▶ [Written exercise] Substitute "Annotation task" for every occurrence of "Seedling-scouting request" in the listing below, and reproduce the listing with nothing else changed.
┌──
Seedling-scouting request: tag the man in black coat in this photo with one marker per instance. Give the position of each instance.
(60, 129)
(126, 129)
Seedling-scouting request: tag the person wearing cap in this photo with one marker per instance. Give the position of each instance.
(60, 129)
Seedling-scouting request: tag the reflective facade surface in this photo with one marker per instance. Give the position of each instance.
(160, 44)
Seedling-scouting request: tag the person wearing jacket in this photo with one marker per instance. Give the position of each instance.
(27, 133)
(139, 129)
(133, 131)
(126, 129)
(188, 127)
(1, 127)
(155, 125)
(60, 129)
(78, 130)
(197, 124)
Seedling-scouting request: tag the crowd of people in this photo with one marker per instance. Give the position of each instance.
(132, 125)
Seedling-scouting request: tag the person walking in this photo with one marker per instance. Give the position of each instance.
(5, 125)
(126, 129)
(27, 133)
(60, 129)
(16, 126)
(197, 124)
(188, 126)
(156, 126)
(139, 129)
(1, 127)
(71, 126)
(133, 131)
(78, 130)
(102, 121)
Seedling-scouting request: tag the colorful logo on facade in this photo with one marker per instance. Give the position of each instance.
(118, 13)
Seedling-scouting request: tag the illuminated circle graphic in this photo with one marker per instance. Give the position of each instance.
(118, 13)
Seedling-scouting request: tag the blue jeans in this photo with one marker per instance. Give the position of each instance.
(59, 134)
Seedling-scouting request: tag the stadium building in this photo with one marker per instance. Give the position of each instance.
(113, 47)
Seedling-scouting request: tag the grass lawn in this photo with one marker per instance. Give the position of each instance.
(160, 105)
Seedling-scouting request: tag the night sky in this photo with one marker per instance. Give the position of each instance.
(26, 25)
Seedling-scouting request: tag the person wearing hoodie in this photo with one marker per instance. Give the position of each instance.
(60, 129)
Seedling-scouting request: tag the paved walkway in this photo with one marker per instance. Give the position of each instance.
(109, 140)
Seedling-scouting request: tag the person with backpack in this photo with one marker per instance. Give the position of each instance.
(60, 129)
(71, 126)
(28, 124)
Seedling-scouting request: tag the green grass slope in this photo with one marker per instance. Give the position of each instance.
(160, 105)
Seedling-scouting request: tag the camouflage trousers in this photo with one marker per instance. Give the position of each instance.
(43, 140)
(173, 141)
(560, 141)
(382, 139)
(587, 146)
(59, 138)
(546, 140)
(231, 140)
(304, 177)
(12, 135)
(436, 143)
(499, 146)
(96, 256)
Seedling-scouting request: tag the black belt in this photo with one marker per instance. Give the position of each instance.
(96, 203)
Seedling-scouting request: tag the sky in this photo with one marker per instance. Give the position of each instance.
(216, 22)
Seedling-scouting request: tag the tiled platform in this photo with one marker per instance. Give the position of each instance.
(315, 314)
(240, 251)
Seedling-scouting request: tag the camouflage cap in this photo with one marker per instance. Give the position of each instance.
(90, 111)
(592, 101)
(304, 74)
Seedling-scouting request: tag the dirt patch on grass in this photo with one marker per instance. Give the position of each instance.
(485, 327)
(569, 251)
└──
▶ [Exercise response]
Annotation task: tag the man in black coat in this photo with one marker per instance. Give the position of each instance.
(60, 129)
(126, 129)
Annotation task: tag the person wearing cap in this photo with one marker per instance. Give the position of each instance.
(60, 129)
Annotation task: tag the reflective facade surface in this photo with one marker per instance. Give the position of each instance.
(160, 44)
Annotation task: tag the person wearing jacket in this photo with one marker per instance. Give the position of each instance.
(27, 133)
(139, 129)
(133, 131)
(126, 129)
(188, 127)
(1, 127)
(155, 125)
(60, 129)
(78, 130)
(197, 124)
Annotation task: tag the crowd of people in this photo with one marker per instance. Give the position of each instance.
(132, 125)
Annotation task: tag the person walking in this photo with one marker per instance. Give the position of each instance.
(5, 125)
(126, 129)
(27, 133)
(60, 129)
(16, 126)
(197, 124)
(188, 126)
(156, 126)
(139, 129)
(1, 127)
(71, 126)
(133, 131)
(78, 130)
(102, 121)
Annotation task: tag the colorful logo on facade in this photo with one marker per instance. Give the position of each instance.
(118, 13)
Annotation task: tag the illuminated circle graphic in this photo with one marker per instance. Give the position of each instance.
(118, 13)
Annotation task: tag the blue jeans in this photo with one marker per instance. Give the position of each instance.
(59, 134)
Annotation task: tag the stadium building in this photo with one marker per instance. Give the position of each instance.
(113, 47)
Annotation task: tag the grass lawn in this photo with one marker per instance. Give the position of each instance.
(160, 105)
Annotation task: tag the night sky in this photo with one marker per instance. Give the position of each instance.
(26, 25)
Annotation task: tag the person wearing hoodie in this photo with one marker per instance. Give the position of each instance.
(60, 129)
Annotation task: tag the paved walkway in this photo with one marker per instance. Give the position of each instance.
(109, 140)
Annotation task: tag the person with backpack in this photo with one marker per instance. Give the position of each instance.
(60, 129)
(71, 126)
(28, 124)
Annotation task: tag the green grass slope in this photo with one marker per instance. Give the position of each instance.
(160, 105)
Annotation task: tag the camouflage trousers in this photo with one marker per instance. Give the position of each instance.
(43, 140)
(173, 141)
(560, 141)
(382, 139)
(587, 146)
(59, 138)
(546, 140)
(231, 140)
(304, 177)
(12, 135)
(436, 143)
(499, 146)
(96, 256)
Annotation task: tag the black belt in this photo with one marker per instance. Give the position of each instance.
(96, 203)
Annotation task: tag the sky in this photo with one marker per instance. Give the position of each instance.
(216, 22)
Annotation task: tag the tiled platform in this photo with one marker per instance. Give the position of each instance.
(315, 314)
(240, 251)
Annotation task: tag the camouflage cap in this photo with one marker per instance. Give the position of each instance.
(90, 111)
(592, 101)
(304, 74)
Annotation task: tag the dirt patch on grass in this photo with one marker per instance. Give the position of each instance.
(485, 327)
(569, 251)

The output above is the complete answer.